Work to complete
Rewrite the lines below, replacing every occurrence of "rhino" with "elephant" and leaving all other text unchanged. Omit the pictures from the rewritten lines.
-- Begin Listed records --
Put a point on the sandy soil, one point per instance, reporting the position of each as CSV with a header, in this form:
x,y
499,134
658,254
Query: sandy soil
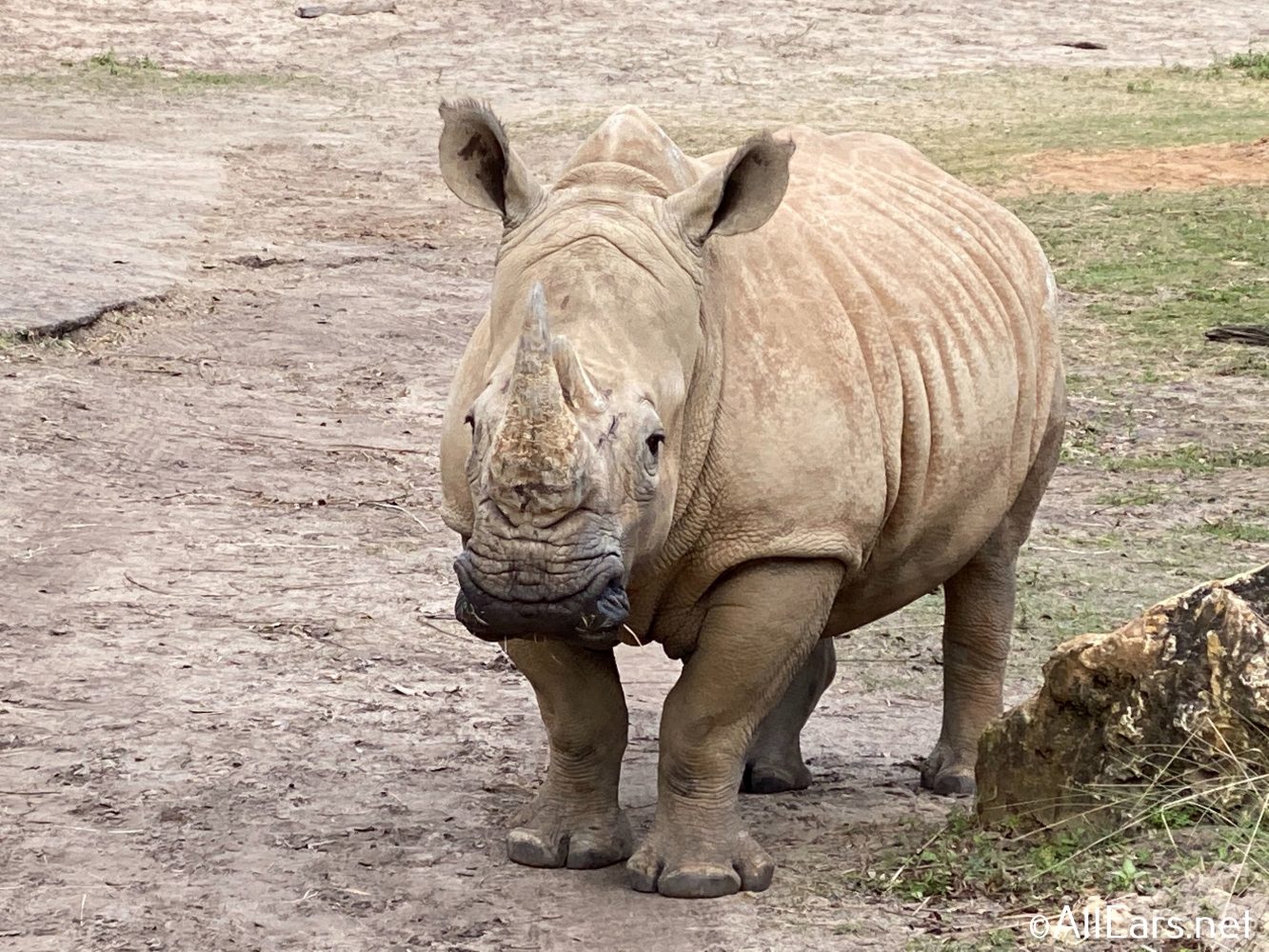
x,y
235,712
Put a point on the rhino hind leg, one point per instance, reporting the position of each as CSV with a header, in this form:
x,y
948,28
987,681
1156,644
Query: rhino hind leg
x,y
978,621
774,762
574,821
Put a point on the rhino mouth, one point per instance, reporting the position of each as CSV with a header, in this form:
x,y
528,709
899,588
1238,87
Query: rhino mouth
-- End Listed records --
Exercise solution
Put a point on the sandy soil, one point per instance, reporting the position of each as CSV with a header, in this form:
x,y
499,134
658,254
Query: sandy soil
x,y
235,712
Put a point on the elephant hind leg, one point per instance, reporting the position of each as CSV with a header, in this form:
x,y
948,28
987,681
1156,644
Query: elephant hind leg
x,y
978,621
774,762
574,821
Put a point on the elephant mouth, one point per instance, reporting the position of each as CSV with a header, in this form:
x,y
528,709
899,588
1238,87
Query: elephant mouth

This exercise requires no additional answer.